» Supplied text:
________________
Since my father persuaded his friend Charlie Merkle to take me deer hunting in Vilas County in November 1971, I’ve hunted only six other properties and missed only five opening days of Wisconsin’s annual firearms season.
I had valid excuses for each absence, four from Uncle Sam for the 1976-1979 openers, and one from my employer in 1999. Each time, I awoke on opening day and wondered about my missed opportunities and whether anyone was hunting where I should rightfully be.
Even now, if I think hard enough and consult my notes, I remember where I sat for every opener, right down to the tree, tree species and stand type. Rather than bore you with such specifics, I hunted the Brungardt farm in Iowa County in 1972; my Uncle Terry’s property in Langlade County in 1973, Brungardt’s farm again in 1974 and 1975; the Poygan Marsh’s public lands in Waushara County from 1980 through 1983; my Aunt Mona/Uncle Terry’s farm in Richland County from 1984 through 1998, and 1999-2010; Doug Duren’s farm in Richland County in 2011; Tom Heberlein’s shack in Ashland County in 2012; and my cousins’ farm since 2013 after they inherited the place from my late aunt and uncle.
________________
(Localization data with one point per instance)

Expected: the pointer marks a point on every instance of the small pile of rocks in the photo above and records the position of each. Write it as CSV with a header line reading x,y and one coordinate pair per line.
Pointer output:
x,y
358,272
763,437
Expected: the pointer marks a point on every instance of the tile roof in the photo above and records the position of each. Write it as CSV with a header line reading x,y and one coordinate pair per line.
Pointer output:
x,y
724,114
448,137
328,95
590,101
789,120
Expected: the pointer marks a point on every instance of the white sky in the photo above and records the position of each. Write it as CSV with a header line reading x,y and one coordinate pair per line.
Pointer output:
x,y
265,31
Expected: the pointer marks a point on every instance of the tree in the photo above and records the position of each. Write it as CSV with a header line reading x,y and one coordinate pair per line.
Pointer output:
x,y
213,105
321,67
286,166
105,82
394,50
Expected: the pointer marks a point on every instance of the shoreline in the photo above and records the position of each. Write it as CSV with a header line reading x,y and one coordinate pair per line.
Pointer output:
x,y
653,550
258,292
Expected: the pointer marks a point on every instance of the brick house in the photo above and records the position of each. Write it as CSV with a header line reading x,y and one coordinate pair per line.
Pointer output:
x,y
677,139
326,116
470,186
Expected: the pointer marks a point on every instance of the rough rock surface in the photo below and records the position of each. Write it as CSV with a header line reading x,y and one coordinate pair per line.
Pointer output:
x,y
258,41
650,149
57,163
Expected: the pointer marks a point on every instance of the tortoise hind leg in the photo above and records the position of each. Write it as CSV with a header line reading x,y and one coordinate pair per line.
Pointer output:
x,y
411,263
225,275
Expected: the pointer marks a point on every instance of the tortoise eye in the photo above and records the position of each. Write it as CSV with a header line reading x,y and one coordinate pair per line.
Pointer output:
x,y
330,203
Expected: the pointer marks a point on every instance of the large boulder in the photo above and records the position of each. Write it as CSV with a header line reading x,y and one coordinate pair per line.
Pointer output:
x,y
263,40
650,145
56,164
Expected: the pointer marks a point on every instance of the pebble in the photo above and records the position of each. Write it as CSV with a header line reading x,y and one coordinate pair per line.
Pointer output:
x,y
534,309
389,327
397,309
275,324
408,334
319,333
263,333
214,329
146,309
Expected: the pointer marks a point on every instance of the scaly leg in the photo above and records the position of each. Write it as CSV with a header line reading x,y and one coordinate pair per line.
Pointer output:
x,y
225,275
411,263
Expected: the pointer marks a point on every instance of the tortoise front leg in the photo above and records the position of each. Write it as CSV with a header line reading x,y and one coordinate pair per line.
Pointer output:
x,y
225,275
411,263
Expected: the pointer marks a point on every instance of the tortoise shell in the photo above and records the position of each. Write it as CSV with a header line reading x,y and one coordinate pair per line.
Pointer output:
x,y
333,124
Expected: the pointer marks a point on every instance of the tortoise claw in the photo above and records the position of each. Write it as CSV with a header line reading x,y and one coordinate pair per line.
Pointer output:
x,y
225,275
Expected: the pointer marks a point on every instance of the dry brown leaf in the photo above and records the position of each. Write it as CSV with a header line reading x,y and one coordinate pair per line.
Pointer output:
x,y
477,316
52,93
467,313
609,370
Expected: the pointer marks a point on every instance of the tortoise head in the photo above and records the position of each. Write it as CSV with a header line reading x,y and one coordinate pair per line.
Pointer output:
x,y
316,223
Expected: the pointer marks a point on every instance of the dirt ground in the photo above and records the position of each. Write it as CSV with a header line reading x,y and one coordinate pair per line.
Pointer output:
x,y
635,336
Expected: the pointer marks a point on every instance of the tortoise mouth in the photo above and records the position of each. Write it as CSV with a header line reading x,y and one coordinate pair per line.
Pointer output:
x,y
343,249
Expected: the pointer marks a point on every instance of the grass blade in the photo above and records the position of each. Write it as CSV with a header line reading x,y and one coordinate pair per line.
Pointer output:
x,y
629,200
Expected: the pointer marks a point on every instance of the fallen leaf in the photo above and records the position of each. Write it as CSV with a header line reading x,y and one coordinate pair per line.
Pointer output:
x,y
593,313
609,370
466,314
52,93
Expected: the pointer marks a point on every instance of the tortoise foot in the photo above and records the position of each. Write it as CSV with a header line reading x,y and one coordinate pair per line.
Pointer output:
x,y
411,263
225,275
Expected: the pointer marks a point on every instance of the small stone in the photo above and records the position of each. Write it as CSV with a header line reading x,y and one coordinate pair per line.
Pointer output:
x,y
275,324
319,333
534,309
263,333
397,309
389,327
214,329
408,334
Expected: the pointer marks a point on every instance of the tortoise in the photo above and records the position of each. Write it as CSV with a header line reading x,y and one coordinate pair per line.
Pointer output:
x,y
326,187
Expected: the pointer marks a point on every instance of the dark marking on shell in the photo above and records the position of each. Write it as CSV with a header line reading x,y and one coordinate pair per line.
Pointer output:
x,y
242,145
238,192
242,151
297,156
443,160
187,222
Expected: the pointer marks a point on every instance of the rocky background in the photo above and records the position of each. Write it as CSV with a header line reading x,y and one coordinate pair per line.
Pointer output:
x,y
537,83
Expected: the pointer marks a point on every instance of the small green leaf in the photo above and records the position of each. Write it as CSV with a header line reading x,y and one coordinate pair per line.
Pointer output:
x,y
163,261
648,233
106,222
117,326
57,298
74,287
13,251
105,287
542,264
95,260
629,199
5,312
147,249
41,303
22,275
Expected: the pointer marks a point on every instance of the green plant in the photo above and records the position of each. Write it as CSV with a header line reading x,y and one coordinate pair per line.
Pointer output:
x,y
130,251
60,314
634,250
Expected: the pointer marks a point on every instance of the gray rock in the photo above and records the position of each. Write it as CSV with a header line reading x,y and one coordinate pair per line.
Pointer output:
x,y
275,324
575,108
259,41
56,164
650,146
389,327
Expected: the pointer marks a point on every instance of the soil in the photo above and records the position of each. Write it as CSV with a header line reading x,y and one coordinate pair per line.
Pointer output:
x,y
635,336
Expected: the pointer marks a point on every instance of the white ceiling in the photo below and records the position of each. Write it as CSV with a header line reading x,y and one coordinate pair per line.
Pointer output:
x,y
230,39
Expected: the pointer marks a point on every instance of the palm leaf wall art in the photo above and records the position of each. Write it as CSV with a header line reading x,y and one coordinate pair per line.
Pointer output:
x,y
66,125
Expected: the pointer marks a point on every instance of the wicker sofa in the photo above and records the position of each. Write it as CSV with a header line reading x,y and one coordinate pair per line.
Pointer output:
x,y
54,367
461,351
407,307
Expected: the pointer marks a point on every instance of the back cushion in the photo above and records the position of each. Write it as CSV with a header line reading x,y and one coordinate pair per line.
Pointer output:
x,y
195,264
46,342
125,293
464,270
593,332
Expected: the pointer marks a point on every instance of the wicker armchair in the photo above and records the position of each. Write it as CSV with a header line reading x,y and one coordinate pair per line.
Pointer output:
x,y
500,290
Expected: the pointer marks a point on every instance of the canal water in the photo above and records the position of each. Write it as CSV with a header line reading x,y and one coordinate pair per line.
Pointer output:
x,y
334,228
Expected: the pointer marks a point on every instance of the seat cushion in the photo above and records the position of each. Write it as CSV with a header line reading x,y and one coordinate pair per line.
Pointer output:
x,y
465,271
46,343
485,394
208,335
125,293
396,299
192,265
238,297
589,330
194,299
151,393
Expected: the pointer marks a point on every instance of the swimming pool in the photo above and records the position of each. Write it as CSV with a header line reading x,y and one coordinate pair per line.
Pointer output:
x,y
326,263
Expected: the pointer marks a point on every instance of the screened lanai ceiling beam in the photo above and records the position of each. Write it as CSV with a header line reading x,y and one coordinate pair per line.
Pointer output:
________________
» Task list:
1: Based on the deer-hunting account, say whether each statement below agrees with it. Answer yes or no for each, and quote the deciding words. (a) The narrator missed the 1999 opener because of an employer. (b) The narrator's first deer hunt took place in Iowa County. (c) The narrator hunted Doug Duren's farm in 2012.
2: Extend the deer-hunting account, picking up after its final sentence.

» Set of answers:
1:
(a) Yes: "and one from my employer in 1999."
(b) No: "take me deer hunting in Vilas County in November 1971"
(c) No: "Doug Duren’s farm in Richland County in 2011"

2:
My logs show I’ve killed 125 deer since my first hunts in 1971. I’ve never counted how many were killed with bows, rifles, muzzleloaders and shotgun slugs. I also haven’t counted how many of those kills were antlered bucks, adult does, or buck/doe fawns. Those details are in my notes. I’ve just never tallied them.
More importantly, I’ve shared most deer-season openers with many good people the past five-plus decades. One such stalwart is my daughter Leah, who first sat with me as a 6-year-old in 1991 while we hunted my aunt/uncle’s farm. Leah missed a few openers herself while serving in the Navy from 2007 through 2021, but has returned to hunt Richland County the past three openers.
This year, she’ll bring her son Lleyton, age 8, to sit with her in a two-person treestand my cousin Mike “donated” to her, not far uphill in the woods from Cousin Peg’s house. Lleyton is our crew’s first newbie in several years. Leah wants to see how he handles deer-stand vigils before introducing him to firearms and shooting lessons.
While sitting in my tripod on opening day in 2023, and watching the same corner of the Durkin farm I’ve often watched since the 1984 opener, I tried recalling others who’ve hunted the property since my first hunt there in late November 1983. By my count, 13 family members have carried rifles and hunting licenses the past 41 deer seasons, and three others occasionally made drives for us.
This year, only five of us will hunt the opener and maybe Lleyton will help make a drive. That’s the same number we had “in camp” from 2008 through 2010, with Leah filling the spot Uncle Terry created when retiring from the hunt in 2011. For whatever reason, our group can’t live “without opportunity for the exercise and control of the hunting instinct,” as Aldo Leopold wrote.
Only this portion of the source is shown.